## What is needed
Rewrite the forum thread about touring bikes between "## Heltor Chasca" and "choice for touring.", inclusive, swapping "tourers" for "touring bikes".

━━━━━ Selected passage

Just built it up last week from parts swapped over from my old tourer. First time I've actually ever bought a full, new, frameset of anything - rather than bodge together something from eBay. My old Orange P7 with Troll forks worked great as a tourer, but was always slightly too long so I decided to treat myself. Having a multitude of mounts for everything actually makes it easier to brake down and use for use other than touring. First time I've had a bike where you can take off the mudguards and rack seperately as they've always shared bolts someplace. Already it's replaced two bikes, as I plan to swap wheelsets depending what I'm doing. If I get on with the wheel swap thing, it may replace a third. Plan to make full use of the versatility...

On topic: the rim brake mounts will remain as ornamental, magpie scaring devices.


----------



## SkipdiverJohn (3 May 2018)

I wouldn't describe that as a Tourer! It looks like a conventional 1980's/1990's style rigid MTB fitted with mudguards to me.... It might be perfectly capable of being set up for touring, like any similar rigid MTB frame, but let's not stretch the definition of types of bikes to the point where they actually bear no resemblance to what they purport to be.


----------



## Bodhbh (3 May 2018)

You're right, I don't think anybody has ever toured on a 80s / 90 MTB.


----------



## Heltor Chasca (3 May 2018)

Surly pride themselves on the Troll being one of their finest tourers. Especially off road. Take a look at CGOAB and you’ll see many global jaunts have been done on the Troll. YouTube alludes to the Troll being a great choice for touring.

A 90s Mongoose MTB was one of my first touring bikes. I guess I was the first and the last of anyone to try that sort of tomfoolery.  An old Peugeot ‘racing bike’ got me pretty far down the road too.

It makes me want a Troll even more.


----------



## RollingNoMad (3 May 2018)

[QUOTE 5232141, member: 45"]What's with the capitals?[/QUOTE]
FYI: that is the that I type my words and I have ADHD and I was in special education when I was a kid and I don't know how to put word when typing.


----------



## RollingNoMad (3 May 2018)

Bodhbh said:


> Seen as I've now got an excuse to post a pic somewhere...
> 
> View attachment 407216
> 
> ...


I am looking at the I am thinking about the Masi Giramando 700c 2018 for my Bicycle Touring Trips in the USA 1299.99+California Tax=$1426.74 t is cheaper to buy a Touring Bicycle then from Frameset 700X40c 32hole spokes and I would replace with 36hole spokes, 36hole Rims and Sun-Ringle Rhyno lites 700c Rims and Shimano Deore HB-M525A Front Hub, Shimano HU-M525A Rear Hub 6-bolt $1299.99 with racks and I would add flat mtn handlebars and I have the Shimano XT SL-M780 Trigger Shifters 10 speed in the box in my Storage unit I am working on the Disc Brakes: Research my question is which Disc brakes will be easier to work on when Bicycle Touring? Avid BB7 Mountain Disc Brakes mechanical vs Hayes MX expert Disc Brake mechanical Long Pull Brakes It is not fun trying to look for bike parts 10 speed on-line bike shops with Mountain vs Trekking bike parts http://www.biketoday.news/2017/10/masi-bikes-new-2018-giramondo-700c.html


----------



## Crankarm (3 May 2018)

━━━━━━━━━━
━━━━━ Supplied information

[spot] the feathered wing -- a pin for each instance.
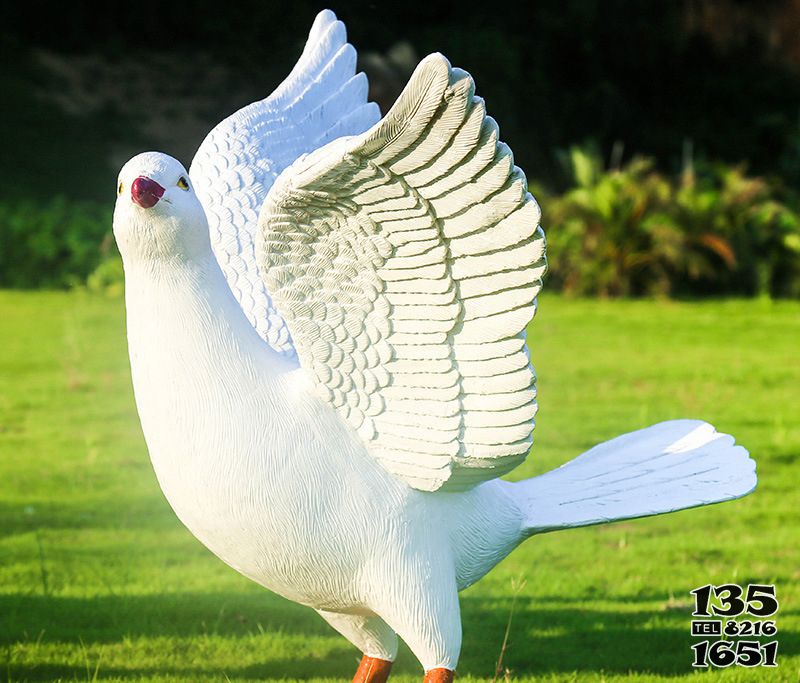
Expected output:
(406, 262)
(235, 166)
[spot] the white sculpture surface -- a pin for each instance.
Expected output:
(326, 323)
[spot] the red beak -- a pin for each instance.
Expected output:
(146, 192)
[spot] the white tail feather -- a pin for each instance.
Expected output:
(667, 467)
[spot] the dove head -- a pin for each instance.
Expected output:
(158, 215)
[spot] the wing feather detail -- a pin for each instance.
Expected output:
(321, 100)
(406, 262)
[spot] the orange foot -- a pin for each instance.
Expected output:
(372, 670)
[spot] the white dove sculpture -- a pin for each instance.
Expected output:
(326, 325)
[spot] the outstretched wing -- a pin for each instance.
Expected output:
(322, 99)
(406, 262)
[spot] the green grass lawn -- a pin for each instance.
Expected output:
(99, 581)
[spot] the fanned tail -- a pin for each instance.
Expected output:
(667, 467)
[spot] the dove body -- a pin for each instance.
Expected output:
(326, 328)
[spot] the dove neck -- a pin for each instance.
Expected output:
(185, 327)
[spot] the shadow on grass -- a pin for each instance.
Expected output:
(547, 636)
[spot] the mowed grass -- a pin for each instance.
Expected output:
(99, 581)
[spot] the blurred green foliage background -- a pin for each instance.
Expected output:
(662, 139)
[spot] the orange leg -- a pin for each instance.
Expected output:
(372, 670)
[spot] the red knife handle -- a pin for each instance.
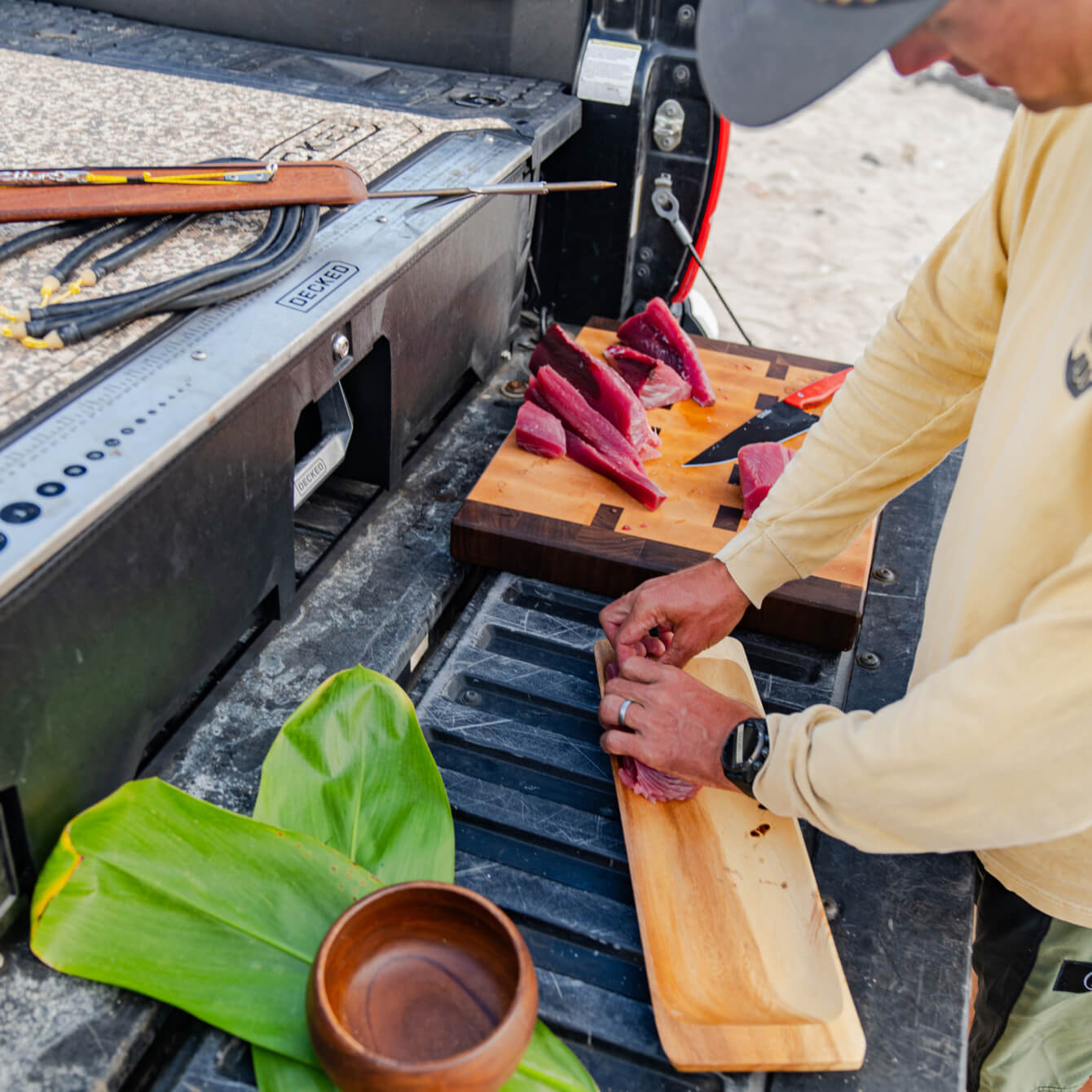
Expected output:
(818, 391)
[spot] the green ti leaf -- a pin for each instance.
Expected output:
(352, 768)
(215, 913)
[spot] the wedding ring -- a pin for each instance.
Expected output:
(622, 712)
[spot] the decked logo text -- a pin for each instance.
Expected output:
(308, 294)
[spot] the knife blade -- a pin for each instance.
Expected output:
(780, 421)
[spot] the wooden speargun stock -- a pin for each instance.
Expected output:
(82, 192)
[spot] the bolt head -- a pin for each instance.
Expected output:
(340, 346)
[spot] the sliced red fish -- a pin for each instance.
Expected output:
(653, 382)
(653, 784)
(760, 465)
(539, 431)
(554, 392)
(632, 478)
(657, 332)
(604, 390)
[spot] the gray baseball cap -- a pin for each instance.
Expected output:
(762, 59)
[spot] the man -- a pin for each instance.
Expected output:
(991, 748)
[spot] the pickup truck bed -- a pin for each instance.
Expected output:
(501, 673)
(536, 826)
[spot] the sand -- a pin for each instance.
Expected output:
(825, 218)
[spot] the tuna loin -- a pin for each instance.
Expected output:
(653, 382)
(632, 478)
(655, 332)
(760, 465)
(539, 431)
(554, 392)
(604, 390)
(653, 784)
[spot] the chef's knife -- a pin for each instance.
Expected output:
(780, 421)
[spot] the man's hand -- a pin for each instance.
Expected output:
(690, 610)
(675, 723)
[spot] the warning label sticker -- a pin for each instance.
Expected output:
(607, 70)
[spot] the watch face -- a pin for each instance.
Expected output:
(747, 739)
(745, 751)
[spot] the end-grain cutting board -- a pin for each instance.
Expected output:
(742, 967)
(559, 521)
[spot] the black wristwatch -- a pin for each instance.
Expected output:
(744, 752)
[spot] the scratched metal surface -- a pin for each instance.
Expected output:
(510, 716)
(192, 121)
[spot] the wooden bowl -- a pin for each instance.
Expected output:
(421, 986)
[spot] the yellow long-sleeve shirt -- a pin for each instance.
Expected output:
(992, 747)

━━━━━━━━━━

## Solution to this task
## Heltor Chasca (3 May 2018)

Surly pride themselves on the Troll being one of their finest touring bikes. Especially off road. Take a look at CGOAB and you’ll see many global jaunts have been done on the Troll. YouTube alludes to the Troll being a great choice for touring.